__Given passage__:
# How much time needs to pass before a war can be well portrayed in a movie?



## McG (8 Feb 2014)

> *How soon is too soon to make movies about a war?*
> Finlo Rohrer
> BBC News Magazine
> 07 February 2014
> ...


http://www.bbc.co.uk/news/magazine-26030435


----------



## Pusser (8 Feb 2014)

There are some excellent films listed here.  However, it is a mystery to me why _The Hurt Locker_ is included.  That was one of the unrealistic pieces of unadulterated crap I've ever seen.  Why it was even nominated for any Oscars, let win any is beyond my understanding.


----------



## jasonjason (22 Mar 2014)

I think the Hurt Locker was just one of those stories where Hollywood could point to itself and say ‘hey look, we care too!’ I think that is one of the few reasons that something so unrealistic can make it through the selection process. That said, I do not know if I would suggest that there is a timeframe on when a movie can be ‘good or appropriate’


----------



## dimsum (23 Mar 2014)

I personally think that there is no "best" time for a movie about a conflict.  

You could make a "how we did it" movie during, or soon after, a conflict without too much philosophical debate about the conflict itself (e.g. the D-Day beach landing scene for Saving Private Ryan had there been the film tech, or Black Hawk Down).  However, if you are looking to make a "why we did it" movie, then it's probably best to wait a significant time after the conflict so both good and bad effects can be fairly portrayed (Flags of Our Fathers with Letters from Iwo Jima, etc.)


----------



## Kirkhill (23 Mar 2014)

So howcum the only "good movies" are the "anti-war movies"?

Howcum the only the "pro-war movies" are "propaganda"?

I would remind folks that "propaganda" is about the propagation of beliefs - of any and all sorts.

__Recorded data__:
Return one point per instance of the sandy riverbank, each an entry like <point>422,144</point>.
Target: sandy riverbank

__List of tasks__:
**A.** Which film does Pusser call unrealistic in the forum thread on war movies?
**B.** In the forum thread on war movies, why does dimsum say a "why we did it" movie should be made well after a conflict?
**C.** Carry the forum thread on war movies forward from its last post.
The listing is separate material and has no connection to the forum thread on war movies.

__Responses per task__:
**A.** The Hurt Locker.

**B.** Waiting a significant time after the conflict allows both its good and bad effects to be fairly portrayed. A "how we did it" movie, by contrast, can be made during or soon after a conflict without much philosophical debate about the conflict itself.

**C.**
> The Sacred Congregation de Propaganda Fide, whose official title is "sacra congregatio christiano nomini propagando" is the department of the pontifical administration charged with the spread of Catholicism and with the regulation of ecclesiastical affairs in non-Catholic countries. The intrinsic importance of its duties and the extraordinary extent of its authority and of the territory under its jurisdiction have caused the cardinal prefect of Propaganda to be known as the "red pope".


   Catholic Encyclopedia 1911 Online

Once upon a time the Congregation of Propaganda was the world's critic and determined what should be seen and what should be read (Index Librorum Prohibitorum)

Actual List 1949

Now we have "independent" film critics who all live the same lifestyle, live in the same places, go to the same schools..... and coincidentally believe the same things.

All movies and books are allegories for their times.   And that goes double for documentaries.


----------



## a_majoor (30 Mar 2014)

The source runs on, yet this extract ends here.